(Task statement):
Could you reproduce the lines below from the one with "Where can the chimney" through the one with "Where can the green stripe"? Keep both ends and add nothing.

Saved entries
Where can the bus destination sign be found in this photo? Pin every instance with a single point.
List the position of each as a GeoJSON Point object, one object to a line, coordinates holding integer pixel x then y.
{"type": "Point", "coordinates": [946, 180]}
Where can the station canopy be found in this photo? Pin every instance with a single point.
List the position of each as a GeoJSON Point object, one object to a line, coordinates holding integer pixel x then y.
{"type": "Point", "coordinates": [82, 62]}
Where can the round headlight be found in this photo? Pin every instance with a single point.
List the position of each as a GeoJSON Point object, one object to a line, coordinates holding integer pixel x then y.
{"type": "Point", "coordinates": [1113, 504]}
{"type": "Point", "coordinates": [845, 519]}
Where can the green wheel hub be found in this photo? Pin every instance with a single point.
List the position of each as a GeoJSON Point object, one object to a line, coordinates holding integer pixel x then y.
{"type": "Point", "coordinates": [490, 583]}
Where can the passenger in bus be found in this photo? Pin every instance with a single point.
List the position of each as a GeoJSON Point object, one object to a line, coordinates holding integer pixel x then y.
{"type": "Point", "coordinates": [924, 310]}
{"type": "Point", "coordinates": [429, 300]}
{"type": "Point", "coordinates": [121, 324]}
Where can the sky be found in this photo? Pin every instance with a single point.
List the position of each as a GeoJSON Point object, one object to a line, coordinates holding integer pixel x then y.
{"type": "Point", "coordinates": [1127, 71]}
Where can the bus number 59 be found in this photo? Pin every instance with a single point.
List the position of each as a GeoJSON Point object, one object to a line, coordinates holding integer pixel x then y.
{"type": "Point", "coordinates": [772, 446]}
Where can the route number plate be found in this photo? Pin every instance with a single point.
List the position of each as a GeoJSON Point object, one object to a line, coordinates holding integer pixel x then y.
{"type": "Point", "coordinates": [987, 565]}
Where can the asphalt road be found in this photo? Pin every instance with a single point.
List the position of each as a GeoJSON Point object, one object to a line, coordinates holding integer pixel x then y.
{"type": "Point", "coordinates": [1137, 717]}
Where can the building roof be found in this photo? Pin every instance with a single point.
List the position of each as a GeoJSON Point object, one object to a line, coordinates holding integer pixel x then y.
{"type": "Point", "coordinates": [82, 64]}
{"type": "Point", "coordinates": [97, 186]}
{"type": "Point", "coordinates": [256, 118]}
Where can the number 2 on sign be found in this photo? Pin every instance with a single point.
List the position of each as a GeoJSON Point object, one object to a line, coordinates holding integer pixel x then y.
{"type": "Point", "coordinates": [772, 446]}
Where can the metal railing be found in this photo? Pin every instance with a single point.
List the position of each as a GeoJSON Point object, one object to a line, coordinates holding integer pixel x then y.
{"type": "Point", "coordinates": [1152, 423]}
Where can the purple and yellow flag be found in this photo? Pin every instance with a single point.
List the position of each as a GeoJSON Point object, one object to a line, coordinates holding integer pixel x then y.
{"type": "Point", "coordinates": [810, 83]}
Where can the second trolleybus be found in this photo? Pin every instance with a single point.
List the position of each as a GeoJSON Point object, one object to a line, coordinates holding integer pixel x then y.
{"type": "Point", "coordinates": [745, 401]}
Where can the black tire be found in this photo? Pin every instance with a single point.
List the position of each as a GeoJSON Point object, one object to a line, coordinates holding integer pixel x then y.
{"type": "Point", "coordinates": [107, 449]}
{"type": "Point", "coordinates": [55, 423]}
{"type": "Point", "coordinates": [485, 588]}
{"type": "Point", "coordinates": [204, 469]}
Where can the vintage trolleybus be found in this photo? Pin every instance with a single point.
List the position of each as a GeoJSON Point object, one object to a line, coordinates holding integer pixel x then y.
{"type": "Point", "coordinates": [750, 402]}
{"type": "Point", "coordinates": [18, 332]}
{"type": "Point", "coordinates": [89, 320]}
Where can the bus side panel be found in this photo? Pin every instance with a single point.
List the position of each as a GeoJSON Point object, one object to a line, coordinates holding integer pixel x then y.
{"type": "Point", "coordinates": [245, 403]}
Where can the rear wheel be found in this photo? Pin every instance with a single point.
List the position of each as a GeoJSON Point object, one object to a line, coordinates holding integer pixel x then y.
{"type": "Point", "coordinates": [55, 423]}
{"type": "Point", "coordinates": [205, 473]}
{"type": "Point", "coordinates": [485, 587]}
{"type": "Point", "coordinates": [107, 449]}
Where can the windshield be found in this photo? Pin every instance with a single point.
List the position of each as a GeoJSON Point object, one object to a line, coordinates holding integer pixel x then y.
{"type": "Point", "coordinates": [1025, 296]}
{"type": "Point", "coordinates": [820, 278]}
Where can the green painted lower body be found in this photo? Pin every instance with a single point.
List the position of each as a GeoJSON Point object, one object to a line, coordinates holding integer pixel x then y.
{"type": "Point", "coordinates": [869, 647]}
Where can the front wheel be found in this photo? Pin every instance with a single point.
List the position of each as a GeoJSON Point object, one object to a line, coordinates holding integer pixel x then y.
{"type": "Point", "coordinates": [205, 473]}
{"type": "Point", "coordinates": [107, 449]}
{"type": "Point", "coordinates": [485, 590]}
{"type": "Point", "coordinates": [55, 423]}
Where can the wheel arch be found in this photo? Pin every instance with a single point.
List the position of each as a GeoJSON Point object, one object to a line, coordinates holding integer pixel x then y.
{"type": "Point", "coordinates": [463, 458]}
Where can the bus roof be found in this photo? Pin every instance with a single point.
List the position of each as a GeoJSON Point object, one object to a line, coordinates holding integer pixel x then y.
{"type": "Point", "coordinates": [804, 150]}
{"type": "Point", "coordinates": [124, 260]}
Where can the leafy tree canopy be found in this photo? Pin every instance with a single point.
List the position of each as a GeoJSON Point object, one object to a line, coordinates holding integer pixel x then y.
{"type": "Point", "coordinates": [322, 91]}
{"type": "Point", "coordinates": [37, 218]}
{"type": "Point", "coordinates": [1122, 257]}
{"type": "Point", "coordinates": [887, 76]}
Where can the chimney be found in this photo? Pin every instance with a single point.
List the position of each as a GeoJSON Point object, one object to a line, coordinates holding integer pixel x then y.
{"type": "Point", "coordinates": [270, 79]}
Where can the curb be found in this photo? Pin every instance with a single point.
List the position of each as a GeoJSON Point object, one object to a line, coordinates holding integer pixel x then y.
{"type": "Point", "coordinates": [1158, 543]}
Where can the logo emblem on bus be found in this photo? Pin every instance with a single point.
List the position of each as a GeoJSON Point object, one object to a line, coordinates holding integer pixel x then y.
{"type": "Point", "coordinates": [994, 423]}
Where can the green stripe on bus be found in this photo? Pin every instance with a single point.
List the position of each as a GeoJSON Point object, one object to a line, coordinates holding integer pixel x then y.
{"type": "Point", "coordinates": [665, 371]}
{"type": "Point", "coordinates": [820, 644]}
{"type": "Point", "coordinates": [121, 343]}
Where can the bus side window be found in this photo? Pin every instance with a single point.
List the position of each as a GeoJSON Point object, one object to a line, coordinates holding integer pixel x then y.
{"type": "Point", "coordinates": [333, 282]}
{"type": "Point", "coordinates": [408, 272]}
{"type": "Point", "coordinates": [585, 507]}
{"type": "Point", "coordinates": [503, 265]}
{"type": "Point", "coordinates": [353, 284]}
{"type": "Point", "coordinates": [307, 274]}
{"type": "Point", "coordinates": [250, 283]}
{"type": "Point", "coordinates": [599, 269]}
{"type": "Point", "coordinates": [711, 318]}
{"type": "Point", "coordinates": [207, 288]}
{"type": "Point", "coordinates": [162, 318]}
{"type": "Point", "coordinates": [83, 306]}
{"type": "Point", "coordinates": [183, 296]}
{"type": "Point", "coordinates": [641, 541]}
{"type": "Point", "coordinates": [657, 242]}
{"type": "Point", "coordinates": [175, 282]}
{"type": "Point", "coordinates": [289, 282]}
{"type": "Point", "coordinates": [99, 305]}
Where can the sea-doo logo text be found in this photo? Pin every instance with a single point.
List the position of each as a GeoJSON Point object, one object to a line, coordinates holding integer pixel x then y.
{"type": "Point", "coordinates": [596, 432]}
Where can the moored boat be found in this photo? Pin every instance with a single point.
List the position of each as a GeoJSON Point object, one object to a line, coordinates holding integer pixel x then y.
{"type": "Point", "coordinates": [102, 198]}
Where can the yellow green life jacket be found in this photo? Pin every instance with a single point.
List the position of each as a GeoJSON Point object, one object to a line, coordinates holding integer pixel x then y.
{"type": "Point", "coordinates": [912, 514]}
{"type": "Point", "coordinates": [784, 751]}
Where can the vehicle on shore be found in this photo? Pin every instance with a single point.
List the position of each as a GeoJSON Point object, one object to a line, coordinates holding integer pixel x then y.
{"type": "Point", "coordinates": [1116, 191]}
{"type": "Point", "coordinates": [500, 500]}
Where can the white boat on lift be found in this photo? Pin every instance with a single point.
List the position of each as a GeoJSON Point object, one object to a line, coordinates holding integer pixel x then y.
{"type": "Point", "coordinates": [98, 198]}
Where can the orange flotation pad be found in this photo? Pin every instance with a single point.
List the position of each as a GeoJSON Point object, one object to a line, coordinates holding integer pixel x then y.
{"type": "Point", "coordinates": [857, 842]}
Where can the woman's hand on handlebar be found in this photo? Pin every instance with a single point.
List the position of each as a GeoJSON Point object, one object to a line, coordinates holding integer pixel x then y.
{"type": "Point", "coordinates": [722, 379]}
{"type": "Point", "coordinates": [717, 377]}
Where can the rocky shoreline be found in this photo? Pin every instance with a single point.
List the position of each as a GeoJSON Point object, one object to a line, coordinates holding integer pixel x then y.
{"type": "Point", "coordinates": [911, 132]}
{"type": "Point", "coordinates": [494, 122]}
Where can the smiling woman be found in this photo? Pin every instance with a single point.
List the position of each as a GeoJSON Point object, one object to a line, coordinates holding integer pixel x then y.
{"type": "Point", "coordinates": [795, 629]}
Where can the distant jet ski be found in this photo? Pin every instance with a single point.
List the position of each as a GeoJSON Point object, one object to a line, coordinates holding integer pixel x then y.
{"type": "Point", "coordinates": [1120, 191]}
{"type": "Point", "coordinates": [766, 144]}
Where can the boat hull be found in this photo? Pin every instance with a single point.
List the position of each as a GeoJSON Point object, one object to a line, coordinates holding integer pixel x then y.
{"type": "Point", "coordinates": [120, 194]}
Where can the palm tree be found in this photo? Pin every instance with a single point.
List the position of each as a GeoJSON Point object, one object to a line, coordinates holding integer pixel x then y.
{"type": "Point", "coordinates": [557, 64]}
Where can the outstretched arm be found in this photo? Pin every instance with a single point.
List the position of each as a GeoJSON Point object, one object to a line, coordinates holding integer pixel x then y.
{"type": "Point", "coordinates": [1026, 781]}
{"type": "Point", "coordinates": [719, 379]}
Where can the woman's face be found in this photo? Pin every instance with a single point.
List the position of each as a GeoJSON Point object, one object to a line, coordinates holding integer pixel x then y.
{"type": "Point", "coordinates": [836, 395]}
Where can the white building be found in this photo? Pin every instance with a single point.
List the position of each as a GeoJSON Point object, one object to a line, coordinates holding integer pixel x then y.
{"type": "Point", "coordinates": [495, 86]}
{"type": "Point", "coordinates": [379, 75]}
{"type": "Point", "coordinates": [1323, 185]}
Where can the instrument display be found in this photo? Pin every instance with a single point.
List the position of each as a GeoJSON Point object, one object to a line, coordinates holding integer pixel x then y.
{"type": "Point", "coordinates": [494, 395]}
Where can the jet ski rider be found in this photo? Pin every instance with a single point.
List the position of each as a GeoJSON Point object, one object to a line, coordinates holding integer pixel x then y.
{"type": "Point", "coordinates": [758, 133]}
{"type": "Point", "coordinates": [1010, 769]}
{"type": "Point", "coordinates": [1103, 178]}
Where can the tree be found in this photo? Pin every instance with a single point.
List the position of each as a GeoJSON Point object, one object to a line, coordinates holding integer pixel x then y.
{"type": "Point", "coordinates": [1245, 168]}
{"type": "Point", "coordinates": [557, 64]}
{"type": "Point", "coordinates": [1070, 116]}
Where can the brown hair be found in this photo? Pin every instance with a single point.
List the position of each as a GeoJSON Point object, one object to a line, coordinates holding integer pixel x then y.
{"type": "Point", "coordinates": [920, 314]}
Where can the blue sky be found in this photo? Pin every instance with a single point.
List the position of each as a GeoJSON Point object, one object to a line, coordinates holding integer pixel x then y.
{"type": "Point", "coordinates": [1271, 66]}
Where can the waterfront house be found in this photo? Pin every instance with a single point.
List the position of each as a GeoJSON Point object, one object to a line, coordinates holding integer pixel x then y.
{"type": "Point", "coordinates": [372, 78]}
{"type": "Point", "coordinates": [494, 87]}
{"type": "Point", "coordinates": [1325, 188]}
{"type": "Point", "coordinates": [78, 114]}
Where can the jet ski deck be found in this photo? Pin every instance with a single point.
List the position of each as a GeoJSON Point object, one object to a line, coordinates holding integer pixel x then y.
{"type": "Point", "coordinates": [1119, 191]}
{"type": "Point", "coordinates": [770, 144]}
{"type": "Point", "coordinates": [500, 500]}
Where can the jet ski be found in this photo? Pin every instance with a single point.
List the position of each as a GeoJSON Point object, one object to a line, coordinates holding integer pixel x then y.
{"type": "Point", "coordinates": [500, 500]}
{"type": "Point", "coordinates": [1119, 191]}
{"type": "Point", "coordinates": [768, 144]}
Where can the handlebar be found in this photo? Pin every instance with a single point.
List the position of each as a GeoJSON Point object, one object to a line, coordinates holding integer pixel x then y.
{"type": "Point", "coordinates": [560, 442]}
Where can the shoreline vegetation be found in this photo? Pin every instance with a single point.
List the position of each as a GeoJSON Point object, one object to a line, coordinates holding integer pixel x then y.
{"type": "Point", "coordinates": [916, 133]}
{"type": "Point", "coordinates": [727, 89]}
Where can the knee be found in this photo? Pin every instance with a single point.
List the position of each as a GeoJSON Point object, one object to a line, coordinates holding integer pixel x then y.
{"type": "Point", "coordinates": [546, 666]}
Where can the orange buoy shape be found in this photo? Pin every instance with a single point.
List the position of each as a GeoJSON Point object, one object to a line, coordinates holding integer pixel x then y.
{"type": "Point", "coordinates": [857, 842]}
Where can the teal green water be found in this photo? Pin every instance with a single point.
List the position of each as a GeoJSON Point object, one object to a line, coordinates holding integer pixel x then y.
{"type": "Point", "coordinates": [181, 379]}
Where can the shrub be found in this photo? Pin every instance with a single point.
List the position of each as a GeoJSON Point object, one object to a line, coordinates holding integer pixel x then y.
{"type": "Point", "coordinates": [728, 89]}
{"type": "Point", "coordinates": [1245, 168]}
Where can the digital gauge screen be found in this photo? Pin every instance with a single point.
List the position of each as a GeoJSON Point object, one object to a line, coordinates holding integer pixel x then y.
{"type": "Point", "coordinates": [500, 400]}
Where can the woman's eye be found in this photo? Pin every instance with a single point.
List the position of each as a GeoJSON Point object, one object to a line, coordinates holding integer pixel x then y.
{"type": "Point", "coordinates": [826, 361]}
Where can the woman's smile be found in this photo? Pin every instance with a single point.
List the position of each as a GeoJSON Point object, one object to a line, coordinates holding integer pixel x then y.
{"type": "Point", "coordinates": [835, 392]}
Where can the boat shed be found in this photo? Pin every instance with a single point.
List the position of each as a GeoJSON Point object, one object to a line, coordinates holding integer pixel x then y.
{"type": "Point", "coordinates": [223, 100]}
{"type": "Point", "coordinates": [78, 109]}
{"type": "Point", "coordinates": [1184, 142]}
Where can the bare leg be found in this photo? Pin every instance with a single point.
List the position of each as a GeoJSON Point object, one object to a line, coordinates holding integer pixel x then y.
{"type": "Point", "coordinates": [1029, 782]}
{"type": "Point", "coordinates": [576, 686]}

(Finished exercise):
Where can the chimney be found in this photo? Pin every instance with a single point.
List the position of each as a GeoJSON Point object, one object to a line, coordinates holding integer pixel x then y.
{"type": "Point", "coordinates": [270, 79]}
Where can the curb be found in this photo? Pin every instance with a single point.
List the position of each as a GeoJSON Point object, one object to a line, coordinates holding integer pixel x then y.
{"type": "Point", "coordinates": [1158, 543]}
Where can the logo emblem on bus be found in this photo? Pin every instance with a single point.
List the position of each as a GeoJSON Point object, one object to a line, coordinates holding integer pixel x then y.
{"type": "Point", "coordinates": [994, 423]}
Where can the green stripe on bus be found in this photo? Pin every instance with a single point.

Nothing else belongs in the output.